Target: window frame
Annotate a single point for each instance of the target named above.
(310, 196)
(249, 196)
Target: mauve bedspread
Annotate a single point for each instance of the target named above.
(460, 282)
• • • • • • •
> _Work instruction_
Line by line, the data should be returned exactly as written.

> _Solution_
Target: window frame
Annotate a single point for each instance of the target named above.
(310, 196)
(249, 196)
Target: mauve bedspread
Annotate a single point for each instance of the target named above.
(460, 282)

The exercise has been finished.